__TEXT SHOWN__:
▼

The putative transcriptional regulatory genes of operons 3 and 4 showed higher expression levels (p < 0.05) in the presence of OPP (Supplementary Fig. S8), although they exhibited diverse expression patterns. In operon 3, OppR1, a XylR_N-type σ54-dependent transcriptional regulator, showed a significant increase in its expression after completion of OPP degradation (27 h) (Supplementary Fig. S8), suggesting a repressor activity. In contrast, the hbpR of P. azelaica HBP1 was a transcriptional activator of hbpCAD26. In operon 4, bphR1 and bphR2, GntR-type and XylR_N-type σ54-dependent transcriptional regulators respectively, showed increasing expression levels (p < 0.05) during degradation of OPP suggesting a transcriptional activator regulatory role (Supplementary Fig. S8). Two-component regulatory systems are a common feature of biphenyl-degrading bacteria composed usually by a GntR family transcriptional regulator, acting either as an activator27, 54 or as a repressor28, 55, and a second LysR-type transcriptional regulator.
Overall, transcription analysis further verified the metabolic pathway of OPP, as initially depicted by the genomic and proteomic analysis, clarified the role of orthologous enzymes in the metabolic pathway of OPP and provided novel insights into the genetic networking regulating the metabolic pathway of the fungicide by S. haloaromaticamans strain P3.
Heterologous expression of the flavin-dependent monoxygenase OppA1
Proteogenomic and transcription analysis pointed to oppA1 (BHE75_04573) as responsible for the initial hydroxylation of OPP. The flavin-dependent monoxygenase encoded by this gene was isolated via heterologous expression in E. coli and purified (Fig. 5a). The isolated protein had an estimated molecular mass of ca. 68 kDa as determined by SDS-PAGE, in line with its predicted molecular mass based on its amino acid sequence. The recombinant enzyme was functional and degraded OPP in vitro in less than 9 h when 32 or 96 μg were added in the reaction, and in less than 21 h when a lower enzyme amount was used in the in vitro test (9.6 μg; Fig. 5b). These results confirmed that the monoxygenase encoded by oppA1 is responsible for the initial hydroxylation of OPP in the metabolic pathway of OPP by S. haloaromaticamans. Further analysis will focus on the detailed characterization of OppA1, considering the high industrial importance of such monoxygenases in the hydroxylation of aromatic compounds whose hydroxylation by chemical means requires harsh conditions and toxic reagents.

▲

__DATA EXTRACTS__:

▼

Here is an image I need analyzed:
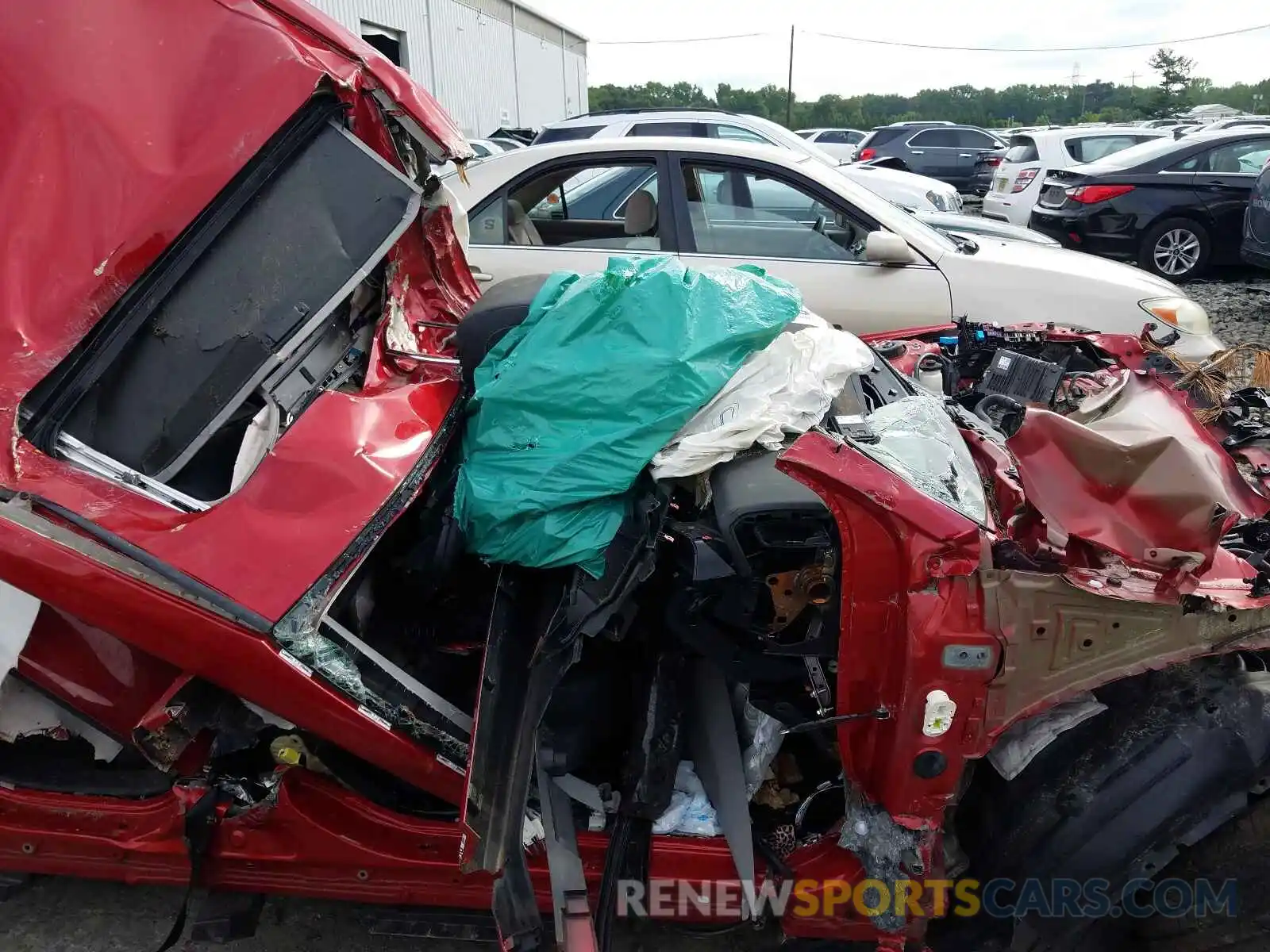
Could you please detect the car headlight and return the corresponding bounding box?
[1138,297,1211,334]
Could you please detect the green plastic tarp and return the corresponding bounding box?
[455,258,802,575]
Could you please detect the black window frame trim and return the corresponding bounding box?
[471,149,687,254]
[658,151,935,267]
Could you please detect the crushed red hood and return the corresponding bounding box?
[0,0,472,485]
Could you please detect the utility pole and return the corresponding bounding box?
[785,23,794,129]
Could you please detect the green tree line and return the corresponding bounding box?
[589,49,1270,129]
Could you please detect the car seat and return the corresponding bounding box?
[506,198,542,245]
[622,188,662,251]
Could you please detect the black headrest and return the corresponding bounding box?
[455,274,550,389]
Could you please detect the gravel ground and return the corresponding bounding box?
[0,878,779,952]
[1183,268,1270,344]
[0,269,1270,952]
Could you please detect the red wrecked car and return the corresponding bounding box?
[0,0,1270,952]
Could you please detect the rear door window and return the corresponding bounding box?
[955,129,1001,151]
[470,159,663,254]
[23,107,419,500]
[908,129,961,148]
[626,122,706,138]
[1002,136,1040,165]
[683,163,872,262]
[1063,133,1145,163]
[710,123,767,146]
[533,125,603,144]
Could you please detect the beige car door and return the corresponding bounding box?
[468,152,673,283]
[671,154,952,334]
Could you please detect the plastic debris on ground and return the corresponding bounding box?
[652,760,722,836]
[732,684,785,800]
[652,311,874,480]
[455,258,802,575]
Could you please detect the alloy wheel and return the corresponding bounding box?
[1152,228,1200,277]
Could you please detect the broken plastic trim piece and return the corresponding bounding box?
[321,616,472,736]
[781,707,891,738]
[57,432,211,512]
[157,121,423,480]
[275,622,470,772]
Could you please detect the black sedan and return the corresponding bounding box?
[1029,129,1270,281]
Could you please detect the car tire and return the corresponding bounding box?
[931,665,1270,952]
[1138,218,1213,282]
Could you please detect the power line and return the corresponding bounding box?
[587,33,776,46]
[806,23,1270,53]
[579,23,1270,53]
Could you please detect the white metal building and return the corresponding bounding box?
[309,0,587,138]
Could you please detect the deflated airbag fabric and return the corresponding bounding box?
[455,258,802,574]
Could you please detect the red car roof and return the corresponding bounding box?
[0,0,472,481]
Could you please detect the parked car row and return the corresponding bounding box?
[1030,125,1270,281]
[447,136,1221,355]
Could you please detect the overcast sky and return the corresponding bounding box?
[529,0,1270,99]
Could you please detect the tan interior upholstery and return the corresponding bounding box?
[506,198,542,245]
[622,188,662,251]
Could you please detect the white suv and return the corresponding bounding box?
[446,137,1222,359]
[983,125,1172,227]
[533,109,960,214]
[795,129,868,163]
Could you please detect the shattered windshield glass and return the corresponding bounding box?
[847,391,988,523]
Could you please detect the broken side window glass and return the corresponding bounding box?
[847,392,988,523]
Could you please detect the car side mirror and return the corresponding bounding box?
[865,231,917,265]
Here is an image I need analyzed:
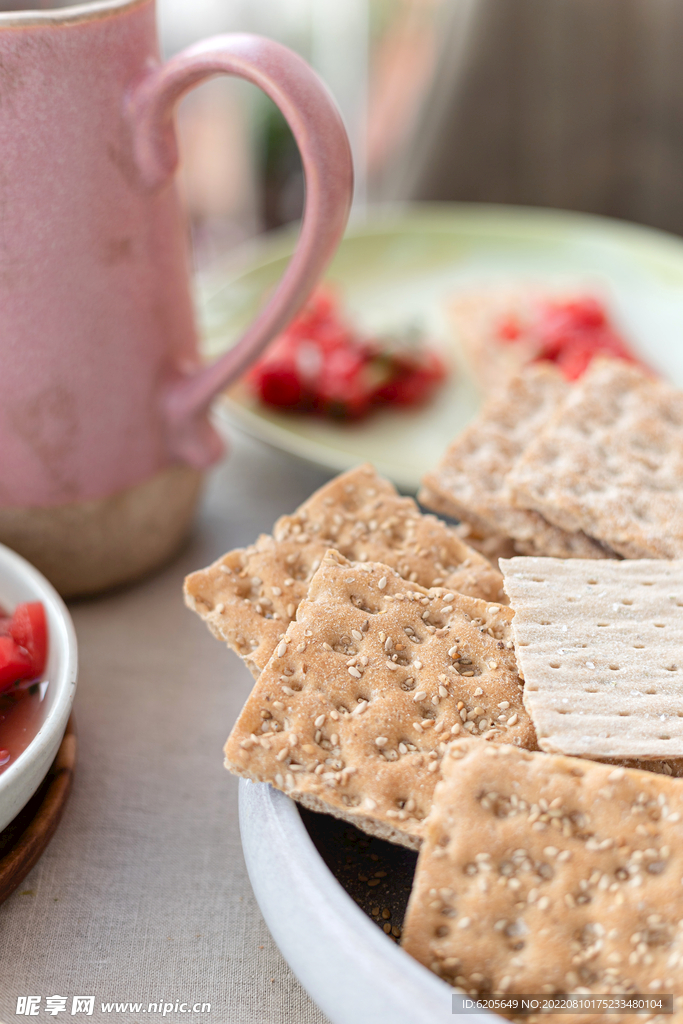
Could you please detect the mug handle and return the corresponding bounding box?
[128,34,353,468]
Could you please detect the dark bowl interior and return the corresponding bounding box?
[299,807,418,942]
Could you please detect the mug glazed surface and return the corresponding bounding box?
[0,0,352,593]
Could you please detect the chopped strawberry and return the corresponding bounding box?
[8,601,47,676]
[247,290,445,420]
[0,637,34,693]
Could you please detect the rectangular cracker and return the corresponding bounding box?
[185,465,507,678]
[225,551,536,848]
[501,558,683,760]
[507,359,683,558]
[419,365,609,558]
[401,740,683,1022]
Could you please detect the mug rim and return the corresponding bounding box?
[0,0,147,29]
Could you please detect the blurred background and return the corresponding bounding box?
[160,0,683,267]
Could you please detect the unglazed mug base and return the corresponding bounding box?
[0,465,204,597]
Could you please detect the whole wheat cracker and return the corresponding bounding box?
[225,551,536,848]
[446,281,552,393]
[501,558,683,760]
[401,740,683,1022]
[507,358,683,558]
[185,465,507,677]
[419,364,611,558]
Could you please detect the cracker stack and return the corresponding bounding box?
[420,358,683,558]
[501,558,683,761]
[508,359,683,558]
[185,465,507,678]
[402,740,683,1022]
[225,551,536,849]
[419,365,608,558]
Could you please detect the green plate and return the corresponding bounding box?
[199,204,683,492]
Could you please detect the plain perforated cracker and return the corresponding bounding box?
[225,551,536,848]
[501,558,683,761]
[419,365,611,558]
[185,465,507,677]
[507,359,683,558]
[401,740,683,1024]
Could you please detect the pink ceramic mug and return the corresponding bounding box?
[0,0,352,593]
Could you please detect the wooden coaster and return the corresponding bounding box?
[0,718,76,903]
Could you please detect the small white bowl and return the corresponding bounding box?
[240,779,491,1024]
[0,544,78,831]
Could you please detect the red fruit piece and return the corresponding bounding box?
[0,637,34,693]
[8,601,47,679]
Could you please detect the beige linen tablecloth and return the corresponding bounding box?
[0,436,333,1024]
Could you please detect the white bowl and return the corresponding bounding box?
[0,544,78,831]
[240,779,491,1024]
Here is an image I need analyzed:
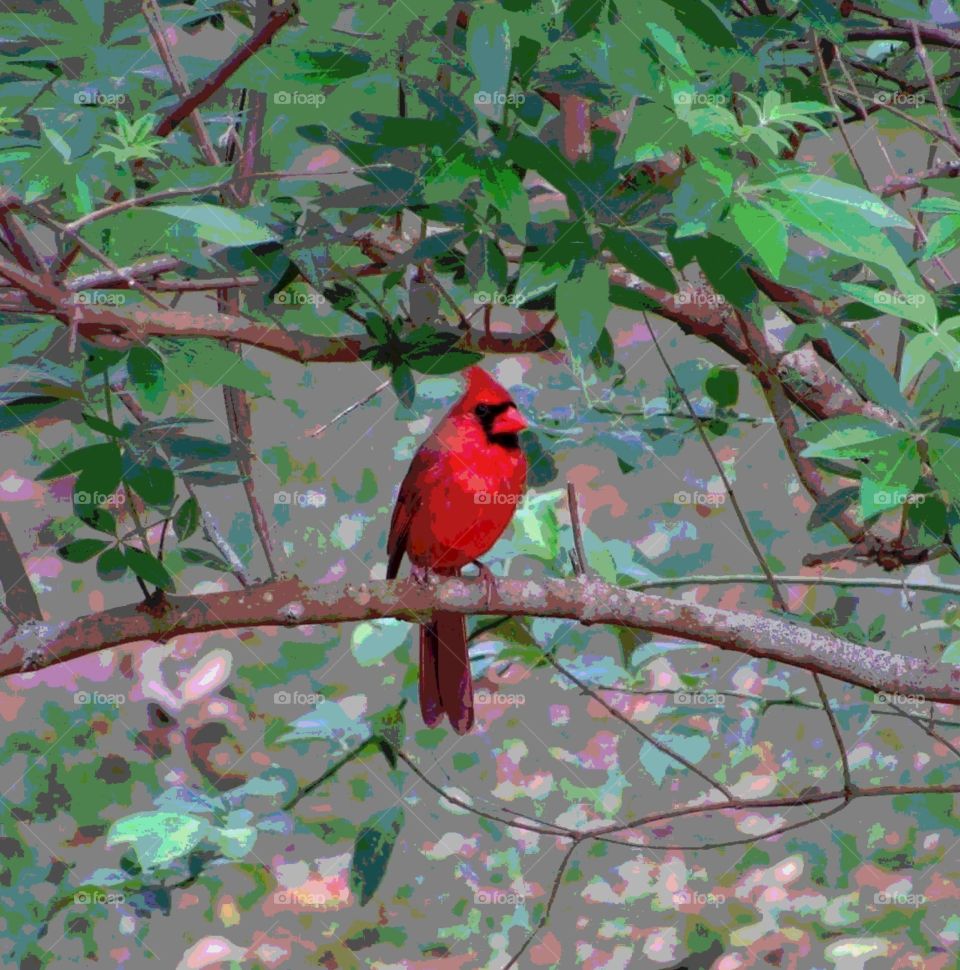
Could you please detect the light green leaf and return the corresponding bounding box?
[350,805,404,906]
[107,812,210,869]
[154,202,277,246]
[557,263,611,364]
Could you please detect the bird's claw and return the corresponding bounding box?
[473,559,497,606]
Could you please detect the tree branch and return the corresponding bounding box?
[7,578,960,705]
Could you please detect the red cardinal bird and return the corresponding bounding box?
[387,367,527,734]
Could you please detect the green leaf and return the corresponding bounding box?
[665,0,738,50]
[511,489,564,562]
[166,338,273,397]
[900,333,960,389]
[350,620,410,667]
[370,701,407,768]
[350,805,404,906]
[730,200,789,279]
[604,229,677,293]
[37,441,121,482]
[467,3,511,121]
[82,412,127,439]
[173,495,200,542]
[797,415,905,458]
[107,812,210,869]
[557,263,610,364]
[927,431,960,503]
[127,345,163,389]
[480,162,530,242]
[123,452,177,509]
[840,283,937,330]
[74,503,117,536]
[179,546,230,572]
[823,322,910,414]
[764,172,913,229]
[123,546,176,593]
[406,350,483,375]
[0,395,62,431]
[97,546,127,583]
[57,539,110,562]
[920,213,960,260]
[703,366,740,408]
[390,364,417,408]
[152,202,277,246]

▲

__TASK A__:
Based on the OPP degradation text, does each statement agree with it? Answer yes or no for each, quoting the deciding words.
(i) OppR1 expression rose significantly after OPP degradation was complete.
(ii) The isolated OppA1 protein had an estimated molecular mass of about 68 kDa.
(iii) With 9.6 μg of enzyme, OPP was degraded in vitro in less than 9 h.
__TASK B__: According to the OPP degradation text, in which organism was oppA1 heterologously expressed?
__TASK C__: Continue the OPP degradation text from the point where it stops.
The material above is separate from the OPP degradation text.

__TASK ANSWER A__:
(i) Yes: "showed a significant increase in its expression after completion of OPP degradation (27 h)"
(ii) Yes: "had an estimated molecular mass of ca. 68 kDa"
(iii) No: "in less than 21 h when a lower enzyme amount was used in the in vitro test (9.6 μg; Fig. 5b)"

__TASK ANSWER B__: E. coli.

__TASK ANSWER C__:
Phylogenetic analysis of OppA1 revealed that it is closely affiliated to other 2,4-dichlorophenol-6-monoxygenases and formed a well-supported clade with the 2-hydroxybiphenyl-3-monoxygenase, responsible for the initial hydroxylation of OPP by P. azelaica HBP1 (formely known as Pseudomonas nitroreducens), and a dichlorophenol hydroxylase from another Sphingomonas isolate (Fig. 6). All 2,4-dichlorophenol-6-monoxygenases belong to the class A of flavoprotein monoxygenases (EC.188.8.131.52), are known to hydroxylate various aromatic compounds and participate in important biosynthetic and transformation pathways56. The 2-hydroxybiphenyl-3-monoxygenase of P. azelaica HBP1 is one of the most well studied enzymes of the class A flavin-dependent monoxygenases7, 8 and it has been used for the industrial scale production of 3-substituted catechols57.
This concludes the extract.